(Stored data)
★ ★ ★ ★
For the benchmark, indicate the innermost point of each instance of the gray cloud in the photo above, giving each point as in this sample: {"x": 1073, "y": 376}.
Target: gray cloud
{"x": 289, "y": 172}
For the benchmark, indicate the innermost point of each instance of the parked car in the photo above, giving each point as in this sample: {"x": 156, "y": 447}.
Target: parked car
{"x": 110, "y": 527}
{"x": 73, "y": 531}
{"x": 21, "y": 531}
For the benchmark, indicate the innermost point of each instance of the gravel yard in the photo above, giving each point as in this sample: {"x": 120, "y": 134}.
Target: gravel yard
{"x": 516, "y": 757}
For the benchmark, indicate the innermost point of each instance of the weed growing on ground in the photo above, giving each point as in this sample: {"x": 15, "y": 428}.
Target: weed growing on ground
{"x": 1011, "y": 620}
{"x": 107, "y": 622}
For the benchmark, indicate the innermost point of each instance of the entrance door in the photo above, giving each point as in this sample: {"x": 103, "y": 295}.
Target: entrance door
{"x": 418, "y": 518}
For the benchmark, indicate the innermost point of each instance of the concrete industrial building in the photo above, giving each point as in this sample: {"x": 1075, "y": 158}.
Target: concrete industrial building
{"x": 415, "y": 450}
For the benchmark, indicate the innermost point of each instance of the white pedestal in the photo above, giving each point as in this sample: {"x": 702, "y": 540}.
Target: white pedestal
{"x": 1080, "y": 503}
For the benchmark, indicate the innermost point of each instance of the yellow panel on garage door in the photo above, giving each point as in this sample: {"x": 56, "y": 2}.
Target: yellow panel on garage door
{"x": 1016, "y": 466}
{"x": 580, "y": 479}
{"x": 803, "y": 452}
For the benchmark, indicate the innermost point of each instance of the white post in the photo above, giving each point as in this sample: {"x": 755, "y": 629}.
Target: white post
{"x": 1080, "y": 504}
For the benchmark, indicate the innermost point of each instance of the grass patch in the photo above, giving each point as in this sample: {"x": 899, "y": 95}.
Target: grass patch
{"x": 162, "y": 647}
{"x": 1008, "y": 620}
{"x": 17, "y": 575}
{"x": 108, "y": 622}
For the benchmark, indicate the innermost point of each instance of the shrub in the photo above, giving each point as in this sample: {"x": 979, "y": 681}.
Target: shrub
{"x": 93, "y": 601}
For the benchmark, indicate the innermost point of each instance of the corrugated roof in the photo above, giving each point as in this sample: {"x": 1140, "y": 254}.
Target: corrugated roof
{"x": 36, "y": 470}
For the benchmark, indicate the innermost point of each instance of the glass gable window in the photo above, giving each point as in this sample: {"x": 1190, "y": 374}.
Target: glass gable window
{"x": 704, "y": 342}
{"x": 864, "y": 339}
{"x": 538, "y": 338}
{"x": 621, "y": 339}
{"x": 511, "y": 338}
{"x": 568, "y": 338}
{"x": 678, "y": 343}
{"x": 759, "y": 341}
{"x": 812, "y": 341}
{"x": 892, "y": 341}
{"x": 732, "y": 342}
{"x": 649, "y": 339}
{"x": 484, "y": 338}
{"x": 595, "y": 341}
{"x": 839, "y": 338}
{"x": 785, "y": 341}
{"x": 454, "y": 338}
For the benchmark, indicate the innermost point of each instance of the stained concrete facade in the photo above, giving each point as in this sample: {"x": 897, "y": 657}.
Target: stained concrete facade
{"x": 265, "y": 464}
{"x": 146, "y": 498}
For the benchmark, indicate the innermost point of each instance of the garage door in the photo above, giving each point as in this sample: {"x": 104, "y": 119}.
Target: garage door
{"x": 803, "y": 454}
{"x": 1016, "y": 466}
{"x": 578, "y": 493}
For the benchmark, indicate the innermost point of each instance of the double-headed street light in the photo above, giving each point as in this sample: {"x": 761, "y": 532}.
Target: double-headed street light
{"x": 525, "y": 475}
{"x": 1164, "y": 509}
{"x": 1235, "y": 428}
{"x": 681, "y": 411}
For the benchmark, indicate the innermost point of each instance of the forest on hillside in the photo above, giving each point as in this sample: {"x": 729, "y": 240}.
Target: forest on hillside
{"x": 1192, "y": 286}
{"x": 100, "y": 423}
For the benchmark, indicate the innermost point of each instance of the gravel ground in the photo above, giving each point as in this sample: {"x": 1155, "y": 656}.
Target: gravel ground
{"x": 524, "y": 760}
★ ★ ★ ★
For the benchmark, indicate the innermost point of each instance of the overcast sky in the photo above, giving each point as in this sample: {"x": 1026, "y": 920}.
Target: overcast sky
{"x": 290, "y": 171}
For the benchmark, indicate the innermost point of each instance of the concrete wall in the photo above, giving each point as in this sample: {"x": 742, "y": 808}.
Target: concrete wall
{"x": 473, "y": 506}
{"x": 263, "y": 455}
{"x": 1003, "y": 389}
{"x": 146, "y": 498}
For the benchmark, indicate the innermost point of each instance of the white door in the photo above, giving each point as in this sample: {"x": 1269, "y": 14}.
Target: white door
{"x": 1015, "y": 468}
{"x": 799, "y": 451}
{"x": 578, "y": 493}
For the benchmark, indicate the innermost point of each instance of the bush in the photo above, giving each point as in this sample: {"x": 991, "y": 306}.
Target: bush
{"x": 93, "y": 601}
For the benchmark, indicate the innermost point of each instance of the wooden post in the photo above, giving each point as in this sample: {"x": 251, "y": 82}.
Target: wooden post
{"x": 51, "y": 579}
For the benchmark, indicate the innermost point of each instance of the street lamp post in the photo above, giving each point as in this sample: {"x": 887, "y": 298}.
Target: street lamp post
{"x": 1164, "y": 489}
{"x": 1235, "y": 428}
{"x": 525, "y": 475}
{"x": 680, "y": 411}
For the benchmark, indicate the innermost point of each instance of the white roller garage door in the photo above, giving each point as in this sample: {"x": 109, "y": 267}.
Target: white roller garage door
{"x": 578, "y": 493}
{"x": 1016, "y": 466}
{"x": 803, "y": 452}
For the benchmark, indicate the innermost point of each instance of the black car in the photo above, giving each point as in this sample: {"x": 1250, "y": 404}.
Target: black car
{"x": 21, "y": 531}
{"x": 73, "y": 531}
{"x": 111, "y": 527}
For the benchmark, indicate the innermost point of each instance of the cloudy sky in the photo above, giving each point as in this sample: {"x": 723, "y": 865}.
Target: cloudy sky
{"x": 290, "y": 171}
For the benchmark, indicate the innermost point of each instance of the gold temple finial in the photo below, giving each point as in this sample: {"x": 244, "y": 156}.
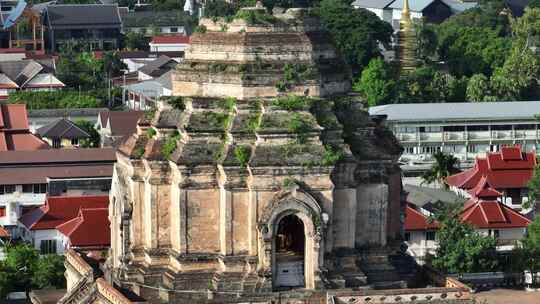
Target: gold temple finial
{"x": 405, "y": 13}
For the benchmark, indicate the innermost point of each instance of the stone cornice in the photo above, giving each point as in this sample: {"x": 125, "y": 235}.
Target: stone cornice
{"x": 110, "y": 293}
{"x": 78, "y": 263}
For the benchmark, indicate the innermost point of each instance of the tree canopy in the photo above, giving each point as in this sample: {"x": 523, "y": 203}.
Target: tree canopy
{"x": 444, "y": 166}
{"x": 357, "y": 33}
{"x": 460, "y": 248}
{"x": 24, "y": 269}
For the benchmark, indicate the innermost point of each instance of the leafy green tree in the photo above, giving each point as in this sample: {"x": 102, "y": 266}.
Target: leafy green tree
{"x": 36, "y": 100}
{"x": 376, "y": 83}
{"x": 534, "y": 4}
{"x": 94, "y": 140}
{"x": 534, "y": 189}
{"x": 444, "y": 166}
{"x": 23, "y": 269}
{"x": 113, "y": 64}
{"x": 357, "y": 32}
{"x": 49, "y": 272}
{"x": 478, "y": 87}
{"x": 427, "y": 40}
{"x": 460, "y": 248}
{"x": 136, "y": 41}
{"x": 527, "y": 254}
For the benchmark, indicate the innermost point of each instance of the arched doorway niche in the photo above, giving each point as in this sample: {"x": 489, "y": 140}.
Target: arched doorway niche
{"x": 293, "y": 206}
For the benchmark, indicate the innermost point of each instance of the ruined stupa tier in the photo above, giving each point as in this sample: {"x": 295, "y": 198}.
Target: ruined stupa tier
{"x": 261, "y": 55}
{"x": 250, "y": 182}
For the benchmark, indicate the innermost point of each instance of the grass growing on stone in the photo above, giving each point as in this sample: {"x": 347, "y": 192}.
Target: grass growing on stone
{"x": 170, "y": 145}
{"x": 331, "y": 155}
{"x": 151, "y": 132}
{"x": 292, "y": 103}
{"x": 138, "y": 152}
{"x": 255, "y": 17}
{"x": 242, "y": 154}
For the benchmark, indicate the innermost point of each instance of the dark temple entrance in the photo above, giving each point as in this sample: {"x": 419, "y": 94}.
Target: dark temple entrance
★ ★ ★ ★
EXERCISE DESCRIPTION:
Starting at the line containing "the grass growing" and ending after the line containing "Target: dark temple entrance", edit those entries so that every "grass growing on stone" becomes "moss growing on stone", leaving everything else unchanged.

ANSWER TO THIS PROBLEM:
For the benchmark, indicate the innermost point of each instance of the moss growing on stone in the photo above, giving each point as in this sample: {"x": 347, "y": 192}.
Target: moss growing on stone
{"x": 170, "y": 145}
{"x": 331, "y": 155}
{"x": 151, "y": 132}
{"x": 292, "y": 103}
{"x": 138, "y": 152}
{"x": 255, "y": 17}
{"x": 242, "y": 154}
For the benchmark, indicate the innermost point of each instance of the dark temple entrance in the photo above, giving each point as in this sample: {"x": 419, "y": 94}.
Target: dark temple entrance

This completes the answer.